BRIEF
Give as output the line that contains "Find the khaki", followed by every remaining line of the entries, unchanged and with nothing added.

STORED ROWS
>> Begin

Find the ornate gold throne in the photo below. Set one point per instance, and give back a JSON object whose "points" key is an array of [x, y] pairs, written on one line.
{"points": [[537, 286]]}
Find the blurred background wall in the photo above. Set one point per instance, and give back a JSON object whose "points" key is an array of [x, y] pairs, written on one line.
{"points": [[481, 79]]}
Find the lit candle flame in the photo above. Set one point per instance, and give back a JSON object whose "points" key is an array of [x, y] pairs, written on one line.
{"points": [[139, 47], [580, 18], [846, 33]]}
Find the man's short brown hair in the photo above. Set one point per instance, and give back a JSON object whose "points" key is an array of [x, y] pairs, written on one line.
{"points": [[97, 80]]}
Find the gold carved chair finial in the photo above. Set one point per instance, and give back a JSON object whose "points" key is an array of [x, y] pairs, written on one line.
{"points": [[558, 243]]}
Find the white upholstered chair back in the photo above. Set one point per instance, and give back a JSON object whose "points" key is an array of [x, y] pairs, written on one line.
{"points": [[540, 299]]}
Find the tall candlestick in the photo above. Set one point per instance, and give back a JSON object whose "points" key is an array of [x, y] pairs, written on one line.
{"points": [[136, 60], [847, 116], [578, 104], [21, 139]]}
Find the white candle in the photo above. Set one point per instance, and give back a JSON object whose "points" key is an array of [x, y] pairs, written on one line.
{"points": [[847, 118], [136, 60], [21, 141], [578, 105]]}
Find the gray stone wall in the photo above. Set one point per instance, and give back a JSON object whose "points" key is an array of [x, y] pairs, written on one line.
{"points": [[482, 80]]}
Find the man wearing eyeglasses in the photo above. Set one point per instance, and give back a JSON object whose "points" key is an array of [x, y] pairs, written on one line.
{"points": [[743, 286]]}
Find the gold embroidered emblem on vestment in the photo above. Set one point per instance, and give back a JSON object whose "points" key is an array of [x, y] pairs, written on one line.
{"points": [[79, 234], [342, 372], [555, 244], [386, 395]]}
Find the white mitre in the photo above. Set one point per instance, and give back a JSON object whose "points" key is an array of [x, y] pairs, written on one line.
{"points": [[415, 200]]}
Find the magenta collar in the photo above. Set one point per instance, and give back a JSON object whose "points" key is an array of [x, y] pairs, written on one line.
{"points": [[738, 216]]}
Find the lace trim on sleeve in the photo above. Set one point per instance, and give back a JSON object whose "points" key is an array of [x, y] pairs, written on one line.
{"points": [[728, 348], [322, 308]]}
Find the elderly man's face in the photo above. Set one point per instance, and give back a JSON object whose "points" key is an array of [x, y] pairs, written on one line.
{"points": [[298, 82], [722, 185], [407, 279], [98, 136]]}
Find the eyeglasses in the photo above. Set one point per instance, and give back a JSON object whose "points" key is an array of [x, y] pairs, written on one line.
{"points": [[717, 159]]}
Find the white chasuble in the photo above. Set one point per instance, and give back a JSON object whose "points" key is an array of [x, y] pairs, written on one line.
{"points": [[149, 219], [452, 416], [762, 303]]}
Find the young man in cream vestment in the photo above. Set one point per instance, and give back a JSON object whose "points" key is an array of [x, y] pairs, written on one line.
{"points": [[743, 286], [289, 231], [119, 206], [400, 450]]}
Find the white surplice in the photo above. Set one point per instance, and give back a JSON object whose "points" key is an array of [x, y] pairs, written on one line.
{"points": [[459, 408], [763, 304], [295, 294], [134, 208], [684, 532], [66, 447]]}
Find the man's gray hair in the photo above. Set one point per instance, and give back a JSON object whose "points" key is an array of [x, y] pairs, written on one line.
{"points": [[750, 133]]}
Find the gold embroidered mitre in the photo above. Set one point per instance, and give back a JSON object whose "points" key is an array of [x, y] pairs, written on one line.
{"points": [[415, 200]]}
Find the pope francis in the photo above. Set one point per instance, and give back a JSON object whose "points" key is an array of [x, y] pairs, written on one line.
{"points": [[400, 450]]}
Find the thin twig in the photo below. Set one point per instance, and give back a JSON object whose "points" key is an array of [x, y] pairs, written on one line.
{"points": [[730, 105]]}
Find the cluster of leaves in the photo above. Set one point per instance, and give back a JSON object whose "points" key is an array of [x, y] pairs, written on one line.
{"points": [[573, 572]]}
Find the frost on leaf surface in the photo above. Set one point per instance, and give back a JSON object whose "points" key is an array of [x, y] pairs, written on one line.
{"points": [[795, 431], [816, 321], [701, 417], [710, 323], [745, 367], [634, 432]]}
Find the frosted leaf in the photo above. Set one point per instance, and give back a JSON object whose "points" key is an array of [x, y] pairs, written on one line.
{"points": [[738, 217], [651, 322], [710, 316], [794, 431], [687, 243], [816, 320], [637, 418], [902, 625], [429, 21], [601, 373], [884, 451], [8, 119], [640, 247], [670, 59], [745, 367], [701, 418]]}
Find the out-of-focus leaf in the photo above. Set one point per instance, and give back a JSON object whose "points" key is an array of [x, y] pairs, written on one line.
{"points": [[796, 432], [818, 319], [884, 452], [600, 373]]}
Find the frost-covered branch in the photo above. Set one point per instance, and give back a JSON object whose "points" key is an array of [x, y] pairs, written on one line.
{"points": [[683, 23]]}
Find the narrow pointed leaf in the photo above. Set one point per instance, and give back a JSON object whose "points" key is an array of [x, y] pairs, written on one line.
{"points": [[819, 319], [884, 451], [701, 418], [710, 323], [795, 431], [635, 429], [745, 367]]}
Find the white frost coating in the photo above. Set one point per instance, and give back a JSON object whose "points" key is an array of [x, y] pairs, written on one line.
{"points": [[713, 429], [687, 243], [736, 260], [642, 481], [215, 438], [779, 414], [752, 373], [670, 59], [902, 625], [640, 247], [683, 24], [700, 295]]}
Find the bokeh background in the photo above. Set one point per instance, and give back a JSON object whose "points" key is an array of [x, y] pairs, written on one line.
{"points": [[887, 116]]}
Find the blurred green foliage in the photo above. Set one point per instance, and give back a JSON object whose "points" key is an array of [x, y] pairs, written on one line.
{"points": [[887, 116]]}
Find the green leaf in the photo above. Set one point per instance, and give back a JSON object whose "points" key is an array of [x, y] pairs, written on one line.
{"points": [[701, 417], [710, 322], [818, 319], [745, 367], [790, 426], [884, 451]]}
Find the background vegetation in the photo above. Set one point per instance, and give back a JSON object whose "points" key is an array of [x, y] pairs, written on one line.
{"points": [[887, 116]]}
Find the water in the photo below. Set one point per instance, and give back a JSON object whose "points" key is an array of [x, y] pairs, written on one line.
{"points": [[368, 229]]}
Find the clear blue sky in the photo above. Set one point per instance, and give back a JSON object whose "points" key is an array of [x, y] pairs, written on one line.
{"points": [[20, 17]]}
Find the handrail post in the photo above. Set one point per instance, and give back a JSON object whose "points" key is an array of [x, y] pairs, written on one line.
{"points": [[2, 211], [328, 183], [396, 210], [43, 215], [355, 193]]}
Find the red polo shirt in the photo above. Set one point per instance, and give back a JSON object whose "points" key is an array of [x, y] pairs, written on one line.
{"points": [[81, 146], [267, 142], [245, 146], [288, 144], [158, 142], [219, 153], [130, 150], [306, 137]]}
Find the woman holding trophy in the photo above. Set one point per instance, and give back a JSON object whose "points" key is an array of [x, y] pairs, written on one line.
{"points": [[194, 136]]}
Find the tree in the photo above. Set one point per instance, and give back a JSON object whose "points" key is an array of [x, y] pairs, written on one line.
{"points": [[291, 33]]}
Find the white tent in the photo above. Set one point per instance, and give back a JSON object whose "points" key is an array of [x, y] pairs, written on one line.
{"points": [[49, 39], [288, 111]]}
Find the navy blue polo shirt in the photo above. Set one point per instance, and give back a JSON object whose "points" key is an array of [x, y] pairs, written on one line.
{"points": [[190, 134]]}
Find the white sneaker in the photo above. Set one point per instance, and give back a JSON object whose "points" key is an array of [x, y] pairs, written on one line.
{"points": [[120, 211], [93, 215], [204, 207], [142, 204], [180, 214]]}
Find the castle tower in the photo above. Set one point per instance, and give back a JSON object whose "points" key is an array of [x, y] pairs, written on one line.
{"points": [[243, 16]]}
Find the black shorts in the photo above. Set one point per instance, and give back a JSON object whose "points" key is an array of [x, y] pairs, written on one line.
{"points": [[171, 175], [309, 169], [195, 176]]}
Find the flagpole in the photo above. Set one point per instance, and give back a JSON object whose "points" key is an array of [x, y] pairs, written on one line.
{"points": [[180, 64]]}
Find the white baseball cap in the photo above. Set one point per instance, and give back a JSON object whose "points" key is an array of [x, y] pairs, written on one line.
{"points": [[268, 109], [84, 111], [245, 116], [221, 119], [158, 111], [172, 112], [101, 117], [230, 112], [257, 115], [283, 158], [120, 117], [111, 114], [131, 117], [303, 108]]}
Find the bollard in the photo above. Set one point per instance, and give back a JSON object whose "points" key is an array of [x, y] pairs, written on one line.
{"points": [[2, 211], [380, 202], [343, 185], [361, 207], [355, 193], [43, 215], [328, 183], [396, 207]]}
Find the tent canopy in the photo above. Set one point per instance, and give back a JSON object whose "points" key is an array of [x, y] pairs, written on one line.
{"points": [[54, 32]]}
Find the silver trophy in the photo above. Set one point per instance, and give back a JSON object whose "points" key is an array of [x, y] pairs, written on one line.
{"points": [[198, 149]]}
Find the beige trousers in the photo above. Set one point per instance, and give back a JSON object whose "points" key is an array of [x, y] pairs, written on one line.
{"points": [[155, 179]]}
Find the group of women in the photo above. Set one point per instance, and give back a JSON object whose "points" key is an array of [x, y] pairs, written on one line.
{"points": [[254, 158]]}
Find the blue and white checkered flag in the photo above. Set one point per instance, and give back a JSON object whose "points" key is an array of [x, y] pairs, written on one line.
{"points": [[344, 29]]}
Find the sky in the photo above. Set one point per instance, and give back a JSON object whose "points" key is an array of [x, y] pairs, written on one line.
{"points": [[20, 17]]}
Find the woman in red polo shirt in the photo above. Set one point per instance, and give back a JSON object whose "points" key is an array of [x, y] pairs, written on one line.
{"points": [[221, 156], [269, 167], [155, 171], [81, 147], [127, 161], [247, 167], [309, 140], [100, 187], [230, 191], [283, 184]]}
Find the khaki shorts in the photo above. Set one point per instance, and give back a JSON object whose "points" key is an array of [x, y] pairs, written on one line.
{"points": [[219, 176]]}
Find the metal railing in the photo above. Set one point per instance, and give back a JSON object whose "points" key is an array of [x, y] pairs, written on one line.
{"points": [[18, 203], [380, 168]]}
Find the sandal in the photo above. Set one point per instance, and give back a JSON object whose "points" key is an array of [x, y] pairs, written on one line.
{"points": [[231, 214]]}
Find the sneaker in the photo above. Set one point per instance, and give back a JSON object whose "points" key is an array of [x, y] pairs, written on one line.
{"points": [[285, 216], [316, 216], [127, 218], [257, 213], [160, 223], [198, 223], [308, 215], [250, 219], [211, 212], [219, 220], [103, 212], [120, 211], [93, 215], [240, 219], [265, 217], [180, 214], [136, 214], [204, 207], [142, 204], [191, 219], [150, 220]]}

>> End

ANSWER TO THE PROBLEM
Find the khaki shorts in the photo above. Set one point per instance, and give back a JSON object whose "points" key is an array of [x, y] pairs, written on one line.
{"points": [[219, 176]]}
Find the metal railing in the photo above. Set one point per instance, and give back a JSON object whose "points" key is an array of [x, y] pairs, written on one line.
{"points": [[18, 203], [380, 168]]}
Find the sandal in the photo above. Set one point per instance, and give back a JSON object whose "points" key is an array of [x, y] pairs, written on one line.
{"points": [[231, 214]]}
Find the sneaker in the photo above. Set one point per instance, and give back a JSON object whose "points" key is an array of [x, y] pairs, written on one line.
{"points": [[285, 216], [316, 216], [127, 218], [257, 213], [160, 223], [198, 223], [308, 215], [250, 219], [211, 212], [219, 220], [103, 212], [120, 211], [93, 215], [240, 219], [265, 217], [180, 214], [136, 214], [204, 207], [142, 204], [191, 219], [150, 220]]}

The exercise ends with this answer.